**Aim of the task**
Quote the material below word for word, starting with the line that contains "of the power" and continuing through the end of the material.

======== Data provided ========

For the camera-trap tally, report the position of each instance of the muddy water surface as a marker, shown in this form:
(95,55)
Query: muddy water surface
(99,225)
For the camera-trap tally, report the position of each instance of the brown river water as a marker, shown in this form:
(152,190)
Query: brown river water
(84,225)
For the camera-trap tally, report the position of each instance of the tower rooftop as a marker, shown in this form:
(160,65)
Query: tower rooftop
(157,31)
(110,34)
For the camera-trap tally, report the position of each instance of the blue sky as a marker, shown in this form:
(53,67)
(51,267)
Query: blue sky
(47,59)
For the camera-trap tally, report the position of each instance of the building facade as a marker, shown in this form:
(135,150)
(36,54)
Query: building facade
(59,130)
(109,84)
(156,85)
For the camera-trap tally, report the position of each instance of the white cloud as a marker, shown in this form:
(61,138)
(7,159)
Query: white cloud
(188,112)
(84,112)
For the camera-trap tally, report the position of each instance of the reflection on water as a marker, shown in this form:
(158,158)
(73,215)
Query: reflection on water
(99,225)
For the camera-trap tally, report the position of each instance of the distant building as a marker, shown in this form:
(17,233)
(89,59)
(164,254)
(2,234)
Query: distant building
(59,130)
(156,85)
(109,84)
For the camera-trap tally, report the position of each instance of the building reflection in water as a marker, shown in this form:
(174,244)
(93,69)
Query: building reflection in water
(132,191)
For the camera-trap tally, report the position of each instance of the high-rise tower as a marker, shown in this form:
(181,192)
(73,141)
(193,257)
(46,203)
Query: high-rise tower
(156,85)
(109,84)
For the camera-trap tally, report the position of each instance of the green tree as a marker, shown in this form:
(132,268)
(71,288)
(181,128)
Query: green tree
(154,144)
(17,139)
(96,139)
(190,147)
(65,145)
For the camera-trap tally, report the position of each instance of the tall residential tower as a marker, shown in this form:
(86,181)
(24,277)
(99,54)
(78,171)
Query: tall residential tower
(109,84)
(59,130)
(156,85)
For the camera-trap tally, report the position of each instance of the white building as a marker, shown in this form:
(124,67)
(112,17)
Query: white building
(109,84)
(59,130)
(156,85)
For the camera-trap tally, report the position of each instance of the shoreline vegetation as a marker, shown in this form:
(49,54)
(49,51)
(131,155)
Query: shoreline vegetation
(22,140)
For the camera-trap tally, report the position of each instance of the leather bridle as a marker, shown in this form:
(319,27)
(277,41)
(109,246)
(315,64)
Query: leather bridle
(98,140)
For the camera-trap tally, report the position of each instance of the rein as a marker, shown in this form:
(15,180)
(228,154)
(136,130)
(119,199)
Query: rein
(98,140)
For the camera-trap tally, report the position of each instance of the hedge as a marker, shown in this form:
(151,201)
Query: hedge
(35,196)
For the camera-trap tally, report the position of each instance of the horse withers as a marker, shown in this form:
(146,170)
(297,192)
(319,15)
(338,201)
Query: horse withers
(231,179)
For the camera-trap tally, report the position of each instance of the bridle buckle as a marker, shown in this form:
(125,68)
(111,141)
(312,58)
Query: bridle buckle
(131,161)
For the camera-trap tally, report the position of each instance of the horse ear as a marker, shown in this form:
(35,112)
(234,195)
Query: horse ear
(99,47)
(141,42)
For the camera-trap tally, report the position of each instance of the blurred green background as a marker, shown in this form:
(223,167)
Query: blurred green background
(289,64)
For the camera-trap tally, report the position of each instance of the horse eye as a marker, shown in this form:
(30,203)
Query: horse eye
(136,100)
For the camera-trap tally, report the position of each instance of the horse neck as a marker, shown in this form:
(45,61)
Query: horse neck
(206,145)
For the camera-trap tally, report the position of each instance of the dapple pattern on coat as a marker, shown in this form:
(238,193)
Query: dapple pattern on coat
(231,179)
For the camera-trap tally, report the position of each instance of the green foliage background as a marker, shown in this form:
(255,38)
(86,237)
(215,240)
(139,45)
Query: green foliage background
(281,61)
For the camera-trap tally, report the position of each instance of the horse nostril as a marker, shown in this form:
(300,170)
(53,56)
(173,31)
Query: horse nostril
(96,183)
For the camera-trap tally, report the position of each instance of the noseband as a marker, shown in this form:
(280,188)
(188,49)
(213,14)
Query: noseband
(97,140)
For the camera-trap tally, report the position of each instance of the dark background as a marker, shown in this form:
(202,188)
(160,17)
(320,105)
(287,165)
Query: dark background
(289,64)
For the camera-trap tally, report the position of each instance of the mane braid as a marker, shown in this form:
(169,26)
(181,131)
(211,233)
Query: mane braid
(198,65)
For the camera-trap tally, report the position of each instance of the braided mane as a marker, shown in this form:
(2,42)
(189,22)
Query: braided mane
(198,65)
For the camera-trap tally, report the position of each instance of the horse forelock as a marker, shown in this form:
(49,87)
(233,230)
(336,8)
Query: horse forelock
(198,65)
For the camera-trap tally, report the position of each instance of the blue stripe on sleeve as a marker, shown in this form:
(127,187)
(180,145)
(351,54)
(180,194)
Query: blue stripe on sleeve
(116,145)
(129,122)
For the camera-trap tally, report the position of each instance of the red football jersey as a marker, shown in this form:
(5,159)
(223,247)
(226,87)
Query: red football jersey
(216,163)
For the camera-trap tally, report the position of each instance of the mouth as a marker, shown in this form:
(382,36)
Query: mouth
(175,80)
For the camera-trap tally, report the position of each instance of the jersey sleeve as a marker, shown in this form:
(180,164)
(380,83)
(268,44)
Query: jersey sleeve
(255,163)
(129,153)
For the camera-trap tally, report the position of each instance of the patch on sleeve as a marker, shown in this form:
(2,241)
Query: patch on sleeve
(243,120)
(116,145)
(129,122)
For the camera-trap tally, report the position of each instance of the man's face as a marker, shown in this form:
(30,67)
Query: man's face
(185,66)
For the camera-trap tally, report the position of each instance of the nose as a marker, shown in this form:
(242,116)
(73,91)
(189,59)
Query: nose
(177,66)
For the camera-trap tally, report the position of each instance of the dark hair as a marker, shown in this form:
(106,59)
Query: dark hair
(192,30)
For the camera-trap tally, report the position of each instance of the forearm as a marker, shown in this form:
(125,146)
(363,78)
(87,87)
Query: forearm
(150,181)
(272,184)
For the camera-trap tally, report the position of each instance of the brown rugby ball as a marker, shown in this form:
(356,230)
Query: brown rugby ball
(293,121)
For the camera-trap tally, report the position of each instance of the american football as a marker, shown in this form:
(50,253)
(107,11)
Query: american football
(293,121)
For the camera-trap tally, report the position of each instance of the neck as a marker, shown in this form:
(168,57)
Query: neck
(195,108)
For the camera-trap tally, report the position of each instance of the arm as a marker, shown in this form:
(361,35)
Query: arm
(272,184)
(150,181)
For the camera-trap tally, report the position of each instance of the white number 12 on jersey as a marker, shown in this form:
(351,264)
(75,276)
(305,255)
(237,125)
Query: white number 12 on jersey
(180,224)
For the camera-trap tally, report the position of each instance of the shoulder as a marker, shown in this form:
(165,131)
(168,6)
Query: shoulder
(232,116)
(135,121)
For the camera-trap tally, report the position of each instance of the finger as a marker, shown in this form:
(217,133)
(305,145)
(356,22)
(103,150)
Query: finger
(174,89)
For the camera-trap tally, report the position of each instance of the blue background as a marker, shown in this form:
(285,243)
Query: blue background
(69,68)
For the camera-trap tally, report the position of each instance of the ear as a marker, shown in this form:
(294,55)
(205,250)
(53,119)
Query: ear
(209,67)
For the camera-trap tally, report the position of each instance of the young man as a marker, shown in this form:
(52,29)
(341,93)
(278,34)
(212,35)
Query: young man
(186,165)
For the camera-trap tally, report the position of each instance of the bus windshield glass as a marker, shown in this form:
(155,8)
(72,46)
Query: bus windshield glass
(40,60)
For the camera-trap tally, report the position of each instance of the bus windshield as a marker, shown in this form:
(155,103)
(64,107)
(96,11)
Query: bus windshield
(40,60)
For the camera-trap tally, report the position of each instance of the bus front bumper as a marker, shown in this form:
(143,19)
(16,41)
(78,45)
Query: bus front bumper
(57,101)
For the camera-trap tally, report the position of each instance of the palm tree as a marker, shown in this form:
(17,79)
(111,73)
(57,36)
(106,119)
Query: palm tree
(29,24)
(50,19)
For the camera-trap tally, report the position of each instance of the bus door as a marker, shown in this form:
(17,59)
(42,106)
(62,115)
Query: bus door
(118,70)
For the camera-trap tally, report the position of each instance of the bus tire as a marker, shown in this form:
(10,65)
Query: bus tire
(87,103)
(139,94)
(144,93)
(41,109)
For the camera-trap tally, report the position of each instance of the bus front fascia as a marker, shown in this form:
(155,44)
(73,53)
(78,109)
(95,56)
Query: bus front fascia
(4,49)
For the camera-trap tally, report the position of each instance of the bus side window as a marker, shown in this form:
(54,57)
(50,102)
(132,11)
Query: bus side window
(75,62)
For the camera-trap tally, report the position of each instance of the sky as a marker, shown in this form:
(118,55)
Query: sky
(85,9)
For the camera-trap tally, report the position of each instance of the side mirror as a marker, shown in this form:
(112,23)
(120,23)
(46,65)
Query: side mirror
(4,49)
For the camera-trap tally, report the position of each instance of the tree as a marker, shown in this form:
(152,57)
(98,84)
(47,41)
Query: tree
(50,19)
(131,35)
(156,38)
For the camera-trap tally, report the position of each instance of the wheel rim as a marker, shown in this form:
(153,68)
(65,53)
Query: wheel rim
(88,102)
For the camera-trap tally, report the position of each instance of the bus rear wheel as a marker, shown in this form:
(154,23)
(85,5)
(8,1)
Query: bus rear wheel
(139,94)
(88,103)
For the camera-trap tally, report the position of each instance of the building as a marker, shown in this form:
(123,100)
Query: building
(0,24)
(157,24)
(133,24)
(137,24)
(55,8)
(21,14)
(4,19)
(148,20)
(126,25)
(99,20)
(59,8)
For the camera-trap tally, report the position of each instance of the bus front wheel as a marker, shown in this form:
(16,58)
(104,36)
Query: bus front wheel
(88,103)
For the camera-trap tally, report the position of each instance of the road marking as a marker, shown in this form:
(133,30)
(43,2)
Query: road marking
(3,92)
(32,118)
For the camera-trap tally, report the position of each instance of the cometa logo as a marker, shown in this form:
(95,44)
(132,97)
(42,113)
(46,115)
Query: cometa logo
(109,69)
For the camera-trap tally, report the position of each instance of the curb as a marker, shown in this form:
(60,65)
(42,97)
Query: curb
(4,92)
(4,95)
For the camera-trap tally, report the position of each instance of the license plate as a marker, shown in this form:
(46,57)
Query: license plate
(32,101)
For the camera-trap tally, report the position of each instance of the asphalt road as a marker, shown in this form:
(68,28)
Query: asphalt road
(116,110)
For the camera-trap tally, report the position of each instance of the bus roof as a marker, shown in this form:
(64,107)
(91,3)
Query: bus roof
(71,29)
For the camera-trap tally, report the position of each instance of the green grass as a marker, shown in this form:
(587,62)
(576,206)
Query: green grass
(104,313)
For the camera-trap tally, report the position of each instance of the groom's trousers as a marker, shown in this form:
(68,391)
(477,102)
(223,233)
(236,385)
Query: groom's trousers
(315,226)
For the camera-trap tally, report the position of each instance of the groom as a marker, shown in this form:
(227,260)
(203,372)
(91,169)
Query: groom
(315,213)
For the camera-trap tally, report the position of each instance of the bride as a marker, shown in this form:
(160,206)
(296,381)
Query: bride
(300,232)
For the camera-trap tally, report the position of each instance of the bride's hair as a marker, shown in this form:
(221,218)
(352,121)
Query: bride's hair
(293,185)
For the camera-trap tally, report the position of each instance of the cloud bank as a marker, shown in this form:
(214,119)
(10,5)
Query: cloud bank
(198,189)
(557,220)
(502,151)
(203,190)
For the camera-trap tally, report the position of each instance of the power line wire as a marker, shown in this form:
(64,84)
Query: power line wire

========

**Worked answer**
For the camera-trap tally, report the position of each instance of the power line wire as a marker, shown in this form:
(64,84)
Query: power line wire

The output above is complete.